■ PROBLEM TO SOLVE ■
Return every line of the items below that contains the string "blue", treating uppercase and lowercase letters as different.

■ PROVIDED RECORDS ■
— Start —

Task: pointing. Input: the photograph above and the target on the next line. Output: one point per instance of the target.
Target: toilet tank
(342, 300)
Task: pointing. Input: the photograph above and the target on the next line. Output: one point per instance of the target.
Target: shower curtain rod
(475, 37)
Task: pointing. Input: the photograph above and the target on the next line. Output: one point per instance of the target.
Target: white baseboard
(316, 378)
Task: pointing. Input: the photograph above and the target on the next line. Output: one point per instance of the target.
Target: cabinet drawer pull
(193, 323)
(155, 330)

— End —
— Start —

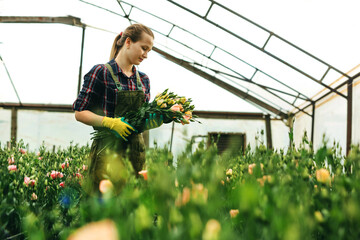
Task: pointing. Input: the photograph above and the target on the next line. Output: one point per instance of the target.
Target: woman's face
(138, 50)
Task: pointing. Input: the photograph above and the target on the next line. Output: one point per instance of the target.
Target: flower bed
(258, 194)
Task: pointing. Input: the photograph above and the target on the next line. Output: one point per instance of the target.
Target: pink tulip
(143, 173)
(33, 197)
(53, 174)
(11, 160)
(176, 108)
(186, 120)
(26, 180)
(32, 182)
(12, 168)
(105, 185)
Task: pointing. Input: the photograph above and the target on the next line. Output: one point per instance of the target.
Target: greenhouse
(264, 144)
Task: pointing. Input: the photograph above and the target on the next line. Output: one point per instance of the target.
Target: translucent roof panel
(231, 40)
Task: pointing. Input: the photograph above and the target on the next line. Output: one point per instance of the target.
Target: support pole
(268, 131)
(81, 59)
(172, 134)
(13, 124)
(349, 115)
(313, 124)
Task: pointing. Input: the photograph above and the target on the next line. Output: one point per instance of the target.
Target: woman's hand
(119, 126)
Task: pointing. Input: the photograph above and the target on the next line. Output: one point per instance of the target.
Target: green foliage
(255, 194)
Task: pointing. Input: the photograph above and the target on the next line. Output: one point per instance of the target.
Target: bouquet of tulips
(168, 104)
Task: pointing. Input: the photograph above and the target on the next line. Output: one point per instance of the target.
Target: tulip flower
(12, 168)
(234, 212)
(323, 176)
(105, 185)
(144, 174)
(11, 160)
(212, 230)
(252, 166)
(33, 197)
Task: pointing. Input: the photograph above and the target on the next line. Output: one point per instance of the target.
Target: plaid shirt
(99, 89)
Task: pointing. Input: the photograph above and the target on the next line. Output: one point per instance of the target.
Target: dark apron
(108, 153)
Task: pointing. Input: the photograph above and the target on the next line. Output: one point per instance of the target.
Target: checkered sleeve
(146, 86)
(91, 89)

— End —
— Start —

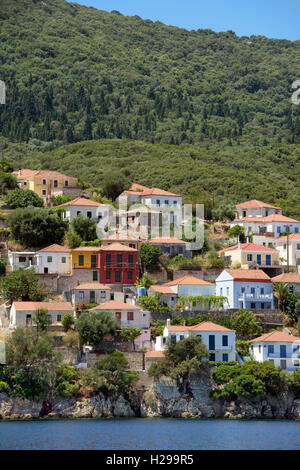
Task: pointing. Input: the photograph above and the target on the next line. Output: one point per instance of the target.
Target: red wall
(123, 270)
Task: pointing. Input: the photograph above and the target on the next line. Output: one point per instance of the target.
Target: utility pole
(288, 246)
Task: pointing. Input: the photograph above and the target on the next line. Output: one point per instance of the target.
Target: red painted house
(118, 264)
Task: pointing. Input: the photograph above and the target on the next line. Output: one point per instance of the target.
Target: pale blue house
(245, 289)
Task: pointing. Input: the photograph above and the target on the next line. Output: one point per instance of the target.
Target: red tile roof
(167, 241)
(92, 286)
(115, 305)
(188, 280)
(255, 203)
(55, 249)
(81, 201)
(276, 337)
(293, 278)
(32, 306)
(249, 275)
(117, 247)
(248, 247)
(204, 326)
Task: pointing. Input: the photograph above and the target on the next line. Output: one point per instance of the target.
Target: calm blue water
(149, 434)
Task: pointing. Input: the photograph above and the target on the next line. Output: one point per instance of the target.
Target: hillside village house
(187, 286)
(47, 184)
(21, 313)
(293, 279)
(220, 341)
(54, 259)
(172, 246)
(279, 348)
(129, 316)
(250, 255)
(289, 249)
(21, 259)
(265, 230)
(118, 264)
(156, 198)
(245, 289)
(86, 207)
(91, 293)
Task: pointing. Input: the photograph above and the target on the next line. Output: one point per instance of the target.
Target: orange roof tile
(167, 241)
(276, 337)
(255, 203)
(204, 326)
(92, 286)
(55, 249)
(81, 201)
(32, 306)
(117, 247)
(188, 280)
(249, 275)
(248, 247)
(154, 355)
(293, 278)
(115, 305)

— End —

■ FINISHED EXERCISE ■
Target: pale blue house
Target: calm blue water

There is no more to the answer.